(Point labeling examples)
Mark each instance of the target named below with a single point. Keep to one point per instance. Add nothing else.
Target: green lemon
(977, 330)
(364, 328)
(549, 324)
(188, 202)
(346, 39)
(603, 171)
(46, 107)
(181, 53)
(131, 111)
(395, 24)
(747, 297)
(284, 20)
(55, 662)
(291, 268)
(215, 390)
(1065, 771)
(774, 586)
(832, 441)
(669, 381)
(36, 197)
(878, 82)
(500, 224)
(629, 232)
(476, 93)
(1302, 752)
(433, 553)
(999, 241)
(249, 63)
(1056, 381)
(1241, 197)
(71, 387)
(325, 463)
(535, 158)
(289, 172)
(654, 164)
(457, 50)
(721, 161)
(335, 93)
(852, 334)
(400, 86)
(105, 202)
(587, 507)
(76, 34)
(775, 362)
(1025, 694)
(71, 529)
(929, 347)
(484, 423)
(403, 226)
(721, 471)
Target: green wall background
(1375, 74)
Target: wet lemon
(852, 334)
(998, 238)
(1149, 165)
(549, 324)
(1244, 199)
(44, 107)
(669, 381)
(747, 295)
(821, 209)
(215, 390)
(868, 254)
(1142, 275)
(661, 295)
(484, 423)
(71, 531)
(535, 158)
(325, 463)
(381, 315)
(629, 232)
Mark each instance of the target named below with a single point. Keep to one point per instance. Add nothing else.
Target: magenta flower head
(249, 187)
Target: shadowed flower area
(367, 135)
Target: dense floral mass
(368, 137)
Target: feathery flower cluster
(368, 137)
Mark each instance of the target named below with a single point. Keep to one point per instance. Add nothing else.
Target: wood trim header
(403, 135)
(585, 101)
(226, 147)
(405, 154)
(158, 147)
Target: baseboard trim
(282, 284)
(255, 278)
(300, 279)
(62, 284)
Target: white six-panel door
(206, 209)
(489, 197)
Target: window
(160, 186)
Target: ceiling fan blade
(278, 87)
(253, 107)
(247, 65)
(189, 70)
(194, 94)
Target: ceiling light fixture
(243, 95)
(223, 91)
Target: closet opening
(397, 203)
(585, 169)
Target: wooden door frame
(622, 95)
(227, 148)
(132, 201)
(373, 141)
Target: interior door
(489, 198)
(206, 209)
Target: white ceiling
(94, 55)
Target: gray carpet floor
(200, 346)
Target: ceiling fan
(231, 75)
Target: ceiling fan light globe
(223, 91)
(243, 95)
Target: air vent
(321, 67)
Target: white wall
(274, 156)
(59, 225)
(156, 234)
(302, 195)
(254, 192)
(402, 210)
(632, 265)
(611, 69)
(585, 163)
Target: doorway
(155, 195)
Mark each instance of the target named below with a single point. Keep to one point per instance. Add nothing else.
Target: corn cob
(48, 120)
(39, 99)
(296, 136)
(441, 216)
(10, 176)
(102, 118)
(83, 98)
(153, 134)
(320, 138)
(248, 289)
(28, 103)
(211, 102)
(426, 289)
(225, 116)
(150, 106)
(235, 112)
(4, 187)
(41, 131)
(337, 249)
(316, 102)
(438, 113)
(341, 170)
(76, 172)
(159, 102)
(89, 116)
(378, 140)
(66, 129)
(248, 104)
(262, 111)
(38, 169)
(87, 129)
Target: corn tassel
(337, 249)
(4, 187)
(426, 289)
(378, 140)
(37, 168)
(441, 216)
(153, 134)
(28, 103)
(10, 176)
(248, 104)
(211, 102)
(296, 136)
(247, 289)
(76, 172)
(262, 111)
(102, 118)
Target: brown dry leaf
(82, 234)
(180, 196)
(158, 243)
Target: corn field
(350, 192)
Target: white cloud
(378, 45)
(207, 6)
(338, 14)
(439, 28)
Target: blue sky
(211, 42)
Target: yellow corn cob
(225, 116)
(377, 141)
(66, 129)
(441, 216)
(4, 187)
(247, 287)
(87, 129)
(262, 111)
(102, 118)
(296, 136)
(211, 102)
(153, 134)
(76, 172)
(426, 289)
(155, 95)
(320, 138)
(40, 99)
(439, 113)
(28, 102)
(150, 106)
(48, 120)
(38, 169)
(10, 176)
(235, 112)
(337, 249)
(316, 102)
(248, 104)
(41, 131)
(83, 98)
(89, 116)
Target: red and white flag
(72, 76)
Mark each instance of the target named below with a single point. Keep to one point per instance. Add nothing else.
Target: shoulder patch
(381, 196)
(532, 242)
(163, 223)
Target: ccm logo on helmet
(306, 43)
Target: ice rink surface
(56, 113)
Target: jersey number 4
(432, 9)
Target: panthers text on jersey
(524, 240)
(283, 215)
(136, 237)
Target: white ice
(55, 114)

Exercise details:
Print the records above in full, exactly.

Solution to the exercise:
Mark each instance of the target named below with a single point. Keep to one point per instance. Add nothing else.
Target: green lemon
(977, 330)
(364, 328)
(549, 324)
(188, 202)
(346, 39)
(603, 171)
(46, 107)
(181, 53)
(131, 111)
(395, 24)
(747, 297)
(284, 20)
(55, 662)
(291, 268)
(215, 390)
(1065, 771)
(774, 586)
(832, 441)
(669, 381)
(36, 197)
(878, 82)
(500, 224)
(629, 232)
(476, 93)
(1302, 752)
(433, 553)
(999, 241)
(249, 63)
(1056, 381)
(1241, 197)
(71, 387)
(325, 463)
(535, 158)
(289, 172)
(654, 164)
(457, 50)
(721, 161)
(335, 93)
(852, 334)
(400, 86)
(105, 202)
(587, 507)
(76, 34)
(775, 362)
(1025, 694)
(71, 529)
(929, 347)
(484, 423)
(403, 226)
(721, 471)
Target: green wall background
(1375, 74)
Target: wet lemon
(852, 334)
(998, 238)
(1149, 165)
(549, 324)
(1244, 199)
(44, 107)
(669, 381)
(747, 295)
(821, 209)
(215, 390)
(868, 254)
(1142, 275)
(661, 295)
(484, 423)
(71, 531)
(535, 158)
(325, 463)
(381, 315)
(629, 232)
Mark each instance of the target named below with a single point. Keep to one point per instance. Add nothing else.
Target: magenta flower head
(249, 187)
Target: shadowed flower area
(367, 135)
Target: dense floral mass
(368, 137)
Target: feathery flower cluster
(368, 137)
Mark each instance of the target named below with a single point. Keep to one point per instance. Add nothing else.
Target: wood trim header
(403, 135)
(585, 101)
(226, 147)
(405, 154)
(158, 147)
Target: baseboard trim
(282, 284)
(255, 278)
(300, 279)
(62, 284)
Target: white six-panel door
(206, 209)
(489, 197)
Target: window
(160, 186)
Target: ceiling fan blade
(278, 87)
(253, 107)
(247, 65)
(189, 70)
(194, 94)
Target: ceiling light fixture
(243, 95)
(223, 91)
Target: closet opening
(397, 203)
(585, 169)
Target: wooden door frame
(622, 95)
(227, 148)
(132, 201)
(373, 141)
Target: interior door
(489, 198)
(206, 209)
Target: white ceiling
(94, 55)
Target: gray carpet floor
(200, 346)
Target: ceiling fan
(231, 75)
Target: ceiling fan light globe
(223, 91)
(243, 95)
Target: air vent
(321, 67)
Target: white wall
(274, 156)
(59, 225)
(156, 234)
(302, 195)
(254, 192)
(402, 210)
(632, 265)
(611, 69)
(585, 163)
Target: doorway
(155, 195)
Mark each instance of the target named below with a single point. Keep to one point per instance. Add nothing else.
Target: corn cob
(48, 120)
(39, 99)
(296, 136)
(441, 216)
(10, 176)
(102, 118)
(83, 98)
(153, 134)
(320, 138)
(248, 289)
(28, 103)
(211, 102)
(426, 289)
(225, 116)
(150, 106)
(235, 112)
(4, 187)
(41, 131)
(337, 249)
(316, 102)
(438, 113)
(341, 170)
(76, 172)
(159, 102)
(89, 116)
(378, 140)
(66, 129)
(248, 104)
(262, 111)
(38, 169)
(87, 129)
Target: corn tassel
(337, 249)
(4, 187)
(426, 289)
(378, 140)
(37, 168)
(441, 216)
(153, 134)
(28, 103)
(10, 176)
(248, 104)
(211, 102)
(296, 136)
(247, 289)
(76, 172)
(262, 111)
(102, 118)
Target: brown dry leaf
(82, 234)
(180, 196)
(158, 243)
Target: corn field
(350, 192)
Target: white cloud
(378, 45)
(207, 6)
(338, 14)
(439, 28)
Target: blue sky
(211, 42)
Target: yellow corn cob
(225, 116)
(377, 141)
(66, 129)
(441, 216)
(4, 187)
(247, 287)
(87, 129)
(262, 111)
(102, 118)
(296, 136)
(211, 102)
(153, 134)
(76, 172)
(426, 289)
(155, 95)
(320, 138)
(40, 99)
(439, 113)
(28, 102)
(150, 106)
(48, 120)
(38, 169)
(10, 176)
(235, 112)
(337, 249)
(316, 102)
(248, 104)
(41, 131)
(83, 98)
(89, 116)
Target: red and white flag
(72, 76)
Mark each instance of the target named below with a single point. Keep to one point per instance. Add nothing else.
Target: shoulder patch
(381, 196)
(532, 242)
(163, 223)
Target: ccm logo on helmet
(306, 43)
Target: ice rink surface
(56, 113)
Target: jersey number 4
(432, 9)
Target: panthers text on jersey
(524, 240)
(283, 215)
(136, 237)
Target: white ice
(55, 114)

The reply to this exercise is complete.